── Given entries

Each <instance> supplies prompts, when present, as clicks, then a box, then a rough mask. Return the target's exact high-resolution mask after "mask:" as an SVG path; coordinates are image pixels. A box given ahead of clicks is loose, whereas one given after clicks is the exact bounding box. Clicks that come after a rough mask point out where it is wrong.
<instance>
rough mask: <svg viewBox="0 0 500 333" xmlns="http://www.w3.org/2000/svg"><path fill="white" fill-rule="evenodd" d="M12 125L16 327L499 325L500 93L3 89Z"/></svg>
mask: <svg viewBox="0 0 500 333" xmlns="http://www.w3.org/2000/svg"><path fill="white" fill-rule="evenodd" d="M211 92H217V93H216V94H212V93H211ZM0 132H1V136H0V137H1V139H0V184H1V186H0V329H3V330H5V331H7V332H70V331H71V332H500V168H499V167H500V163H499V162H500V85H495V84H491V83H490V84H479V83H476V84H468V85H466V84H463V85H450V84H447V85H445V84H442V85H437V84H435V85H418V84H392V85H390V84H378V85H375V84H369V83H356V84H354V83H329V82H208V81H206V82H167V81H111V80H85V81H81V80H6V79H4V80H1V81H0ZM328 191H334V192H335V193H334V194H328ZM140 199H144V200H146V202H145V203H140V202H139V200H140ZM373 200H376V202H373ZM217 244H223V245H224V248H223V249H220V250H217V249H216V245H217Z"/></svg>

────
── Given entries

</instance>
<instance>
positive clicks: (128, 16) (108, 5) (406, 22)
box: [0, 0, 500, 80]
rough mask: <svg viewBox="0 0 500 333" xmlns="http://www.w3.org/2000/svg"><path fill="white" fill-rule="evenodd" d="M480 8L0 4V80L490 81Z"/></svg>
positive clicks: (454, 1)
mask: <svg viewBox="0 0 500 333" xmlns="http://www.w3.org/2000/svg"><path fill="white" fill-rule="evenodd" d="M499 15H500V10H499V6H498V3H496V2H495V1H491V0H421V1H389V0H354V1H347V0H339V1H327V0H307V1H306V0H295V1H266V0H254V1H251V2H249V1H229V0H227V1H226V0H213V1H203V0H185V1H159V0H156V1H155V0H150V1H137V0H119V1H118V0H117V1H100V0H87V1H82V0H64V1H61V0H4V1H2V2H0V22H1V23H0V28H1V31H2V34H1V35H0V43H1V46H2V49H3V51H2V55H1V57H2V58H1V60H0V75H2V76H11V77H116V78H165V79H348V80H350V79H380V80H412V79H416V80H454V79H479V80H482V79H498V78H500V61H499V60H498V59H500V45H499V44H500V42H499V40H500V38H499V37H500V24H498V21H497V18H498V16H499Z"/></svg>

────

#### Task description:
Find every line in the listing that has the string "instance", then give the count by itself.

#### Result of the exercise:
4